"""

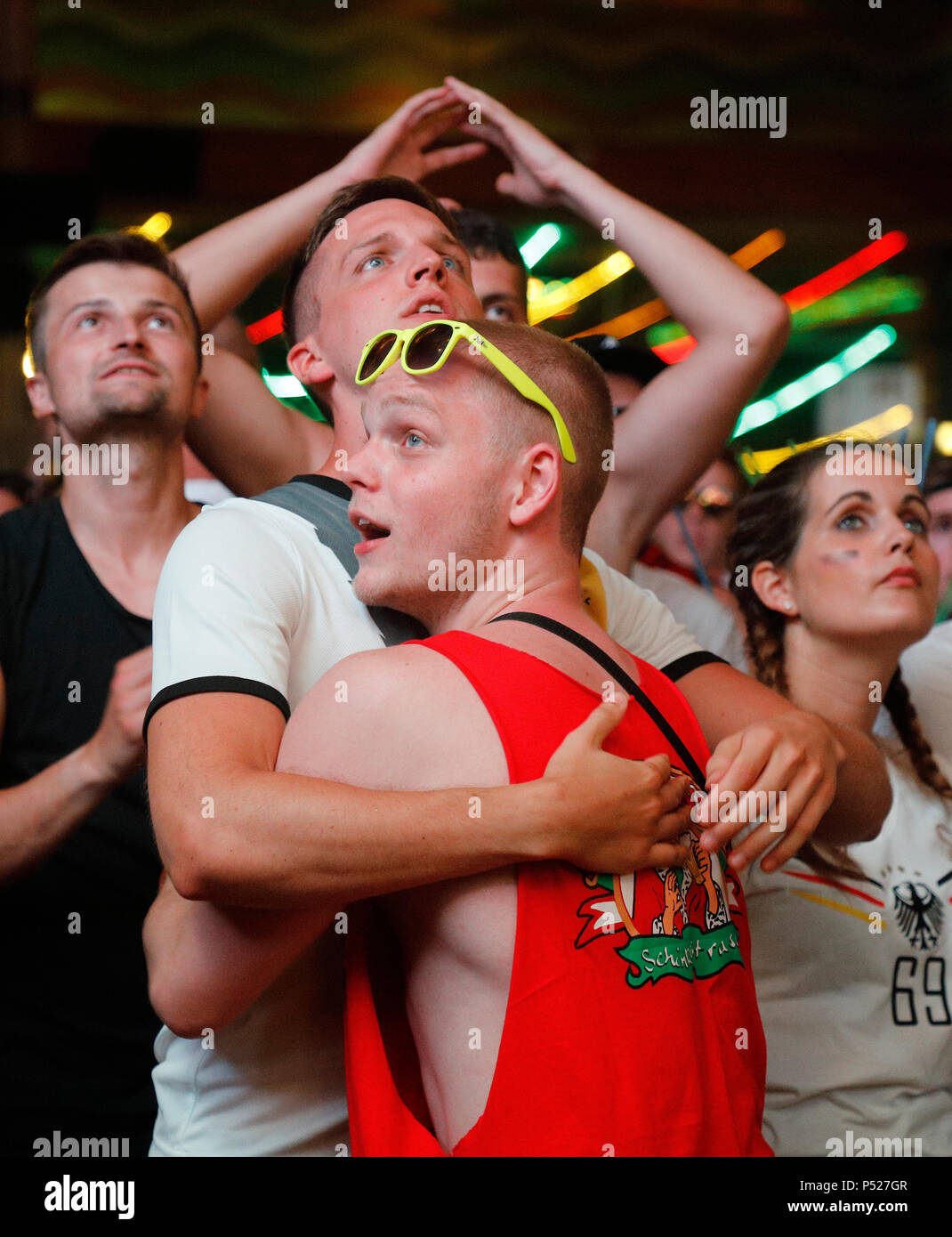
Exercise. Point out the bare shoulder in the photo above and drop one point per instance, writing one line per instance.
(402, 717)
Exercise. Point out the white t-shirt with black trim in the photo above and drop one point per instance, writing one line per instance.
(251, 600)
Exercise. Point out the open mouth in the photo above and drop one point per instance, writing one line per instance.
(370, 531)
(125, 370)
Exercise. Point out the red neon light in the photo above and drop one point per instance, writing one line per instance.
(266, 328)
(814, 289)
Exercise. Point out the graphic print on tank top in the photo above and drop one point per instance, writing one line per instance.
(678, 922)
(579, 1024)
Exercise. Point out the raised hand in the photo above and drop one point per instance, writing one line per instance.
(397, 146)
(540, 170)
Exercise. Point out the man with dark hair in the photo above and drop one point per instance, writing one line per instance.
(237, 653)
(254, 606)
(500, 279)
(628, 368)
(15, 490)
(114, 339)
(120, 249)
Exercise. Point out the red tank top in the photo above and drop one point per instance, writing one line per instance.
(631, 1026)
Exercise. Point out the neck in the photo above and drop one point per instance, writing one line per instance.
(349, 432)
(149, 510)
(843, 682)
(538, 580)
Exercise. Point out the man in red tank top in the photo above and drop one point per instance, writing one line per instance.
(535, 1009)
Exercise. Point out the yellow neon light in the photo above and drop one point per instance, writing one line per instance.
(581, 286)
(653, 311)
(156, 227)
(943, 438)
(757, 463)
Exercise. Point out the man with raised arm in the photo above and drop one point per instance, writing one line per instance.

"""

TASK BRIEF
Copy the whole listing above word for word, but leave out the picture.

FINISHED TASK
Exercise. Point out the bare shoulder in the photo above and drop one point per instance, writing one line per instance.
(402, 717)
Exercise. Point out the white t-shirt with black trim in the photo above and drop one point per instance, writing one line per instance.
(251, 600)
Exercise. Point out the open mouth in the photo above and drop one point per instance, writing one line per instance.
(370, 531)
(125, 370)
Exercise. Point out the red neon light in the photo above and drop one point per instance, writing one line per instance.
(266, 328)
(814, 289)
Exercise. Point out the graphic print on tank top in the photo above and drop one point per instance, writing one line per instance.
(678, 922)
(579, 1024)
Exercise. Point out the raised hand in the photo above and drop one point per instance, writing one line per instance.
(397, 146)
(540, 170)
Exercise. Point out the man with dark hair in the photo above and drop one point per instance, writing one line per instance.
(237, 653)
(254, 606)
(500, 279)
(628, 368)
(15, 490)
(114, 339)
(120, 249)
Exercise. Point out the red tank top in the photo above and drop one point per instance, writing one line per instance.
(631, 1026)
Exercise. Point out the neck in the photo above and drop one point per instance, writing one line per instance.
(349, 432)
(149, 510)
(843, 682)
(538, 580)
Exercise. Point out the man in red tank top in the photo above and drop one point per instance, writing one line per instance.
(535, 1009)
Exercise. Point out the yellow neon light in the photo above and drop one point per instance, writing one line per instance.
(581, 286)
(653, 311)
(156, 227)
(943, 438)
(757, 463)
Exercise. Point out the man with raised arm in the photo above and drop one point per instance, writing one line per instance.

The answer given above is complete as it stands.